Medieval gold rush tools found in Slovakia

Iron tools used to mine gold in the Middle Ages have been discovered in the Malá Magura hills outside the village of Tužina in western Slovakia. This is the first direct archaeological evidence that gold mining took place in Tužina.

Gold was known to have been mined in other villages in the Upper Nitra area. The discovery of gold in the Malá Magura foothills in the 14th century sparked a gold rush. People moved to the area, staked land claims, panned the river, scoured the surface for gold veins and then tunneled down to pursue them. It ultimately proved a shallow find.

The gold rush occurred in the region because nobody knew how much gold there actually was, Hornonitrianske Museum expert Ján Vingárik told TASR.

“There was enough of it, given the findings of golden grains in streams flowing from the hills,” he argued. Germans settled in the area and expected a huge boom to continue for years to come but they were wrong, he added.

“It later turned out the available gold reserves were not as extensive as in volcanic areas.”

Archaeologists believed that Tužina was part of the Upper Nitra gold rush, but it was only recently verified, first by anomalies characteristic of underground mining identified on a digital relief model of the terrain. When the anomalies were inspected, archaeologists found two large mining areas near the source of a stream at the end of a valley. The first area features two tunnels dug one above the other on a slope. At the top of the slope is a ping field where dozens of exploratory pits of different size were dug to seek out veins. The second area is smaller with a single tunnel and only one ping.

Stored items from a collection:
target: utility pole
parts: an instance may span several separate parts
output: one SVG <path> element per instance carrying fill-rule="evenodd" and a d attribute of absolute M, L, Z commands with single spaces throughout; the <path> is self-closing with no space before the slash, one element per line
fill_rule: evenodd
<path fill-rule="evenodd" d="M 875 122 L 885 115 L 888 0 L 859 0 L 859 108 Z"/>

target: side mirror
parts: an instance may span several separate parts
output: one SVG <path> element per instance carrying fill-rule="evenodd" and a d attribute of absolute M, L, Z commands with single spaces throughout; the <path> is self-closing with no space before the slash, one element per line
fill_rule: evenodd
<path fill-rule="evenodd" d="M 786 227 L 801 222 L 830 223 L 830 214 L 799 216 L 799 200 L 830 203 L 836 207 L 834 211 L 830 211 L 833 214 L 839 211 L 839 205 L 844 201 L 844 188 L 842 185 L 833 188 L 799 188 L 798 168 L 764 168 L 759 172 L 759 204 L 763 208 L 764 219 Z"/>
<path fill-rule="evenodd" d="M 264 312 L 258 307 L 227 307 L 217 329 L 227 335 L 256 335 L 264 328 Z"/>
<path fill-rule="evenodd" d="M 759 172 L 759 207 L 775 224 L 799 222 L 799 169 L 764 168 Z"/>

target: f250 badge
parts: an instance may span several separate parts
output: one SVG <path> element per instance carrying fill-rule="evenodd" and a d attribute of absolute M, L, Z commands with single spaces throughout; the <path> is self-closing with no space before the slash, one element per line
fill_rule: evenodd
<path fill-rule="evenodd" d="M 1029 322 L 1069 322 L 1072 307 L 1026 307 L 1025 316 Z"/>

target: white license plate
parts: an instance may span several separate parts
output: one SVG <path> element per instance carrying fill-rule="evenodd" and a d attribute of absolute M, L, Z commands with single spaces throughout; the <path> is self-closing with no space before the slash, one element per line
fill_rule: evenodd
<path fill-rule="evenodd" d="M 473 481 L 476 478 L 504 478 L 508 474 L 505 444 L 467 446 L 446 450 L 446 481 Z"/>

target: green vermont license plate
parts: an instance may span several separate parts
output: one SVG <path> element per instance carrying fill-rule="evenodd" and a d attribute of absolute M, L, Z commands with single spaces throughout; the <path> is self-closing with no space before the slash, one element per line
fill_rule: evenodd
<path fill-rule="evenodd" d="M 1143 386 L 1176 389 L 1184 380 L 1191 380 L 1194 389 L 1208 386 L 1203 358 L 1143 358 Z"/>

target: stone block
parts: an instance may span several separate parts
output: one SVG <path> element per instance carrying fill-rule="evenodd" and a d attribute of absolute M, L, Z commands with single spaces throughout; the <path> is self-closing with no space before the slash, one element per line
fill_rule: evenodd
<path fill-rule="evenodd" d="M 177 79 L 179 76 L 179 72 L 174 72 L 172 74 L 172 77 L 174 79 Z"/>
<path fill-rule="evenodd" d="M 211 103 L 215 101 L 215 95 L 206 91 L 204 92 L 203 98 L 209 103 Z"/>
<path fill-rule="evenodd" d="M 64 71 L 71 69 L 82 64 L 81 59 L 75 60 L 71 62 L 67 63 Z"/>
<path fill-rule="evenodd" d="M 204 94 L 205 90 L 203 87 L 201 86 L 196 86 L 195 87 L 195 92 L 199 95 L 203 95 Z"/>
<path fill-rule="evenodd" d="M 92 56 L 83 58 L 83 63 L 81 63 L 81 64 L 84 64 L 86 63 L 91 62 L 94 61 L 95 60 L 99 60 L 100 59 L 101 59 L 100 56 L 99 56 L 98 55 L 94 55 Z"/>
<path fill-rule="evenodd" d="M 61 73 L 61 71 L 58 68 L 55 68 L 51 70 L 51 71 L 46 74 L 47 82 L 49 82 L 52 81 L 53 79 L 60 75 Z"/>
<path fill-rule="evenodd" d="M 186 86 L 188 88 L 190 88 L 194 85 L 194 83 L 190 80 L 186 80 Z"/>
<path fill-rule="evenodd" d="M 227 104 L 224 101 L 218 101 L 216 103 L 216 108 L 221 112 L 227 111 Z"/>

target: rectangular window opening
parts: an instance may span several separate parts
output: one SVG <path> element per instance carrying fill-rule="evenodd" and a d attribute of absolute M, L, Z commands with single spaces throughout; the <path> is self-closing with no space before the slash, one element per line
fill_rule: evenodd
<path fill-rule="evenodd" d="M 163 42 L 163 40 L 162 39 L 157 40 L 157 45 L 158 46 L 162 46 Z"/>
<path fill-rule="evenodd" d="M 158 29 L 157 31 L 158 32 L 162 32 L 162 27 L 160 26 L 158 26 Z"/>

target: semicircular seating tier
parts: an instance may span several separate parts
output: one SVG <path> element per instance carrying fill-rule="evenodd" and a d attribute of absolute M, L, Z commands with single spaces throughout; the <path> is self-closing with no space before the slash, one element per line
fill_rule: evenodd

What is needed:
According to the article on medieval gold mining tools in Slovakia, what sparked the gold rush in the Upper Nitra area?

Answer to the exercise:
The discovery of gold in the Malá Magura foothills in the 14th century.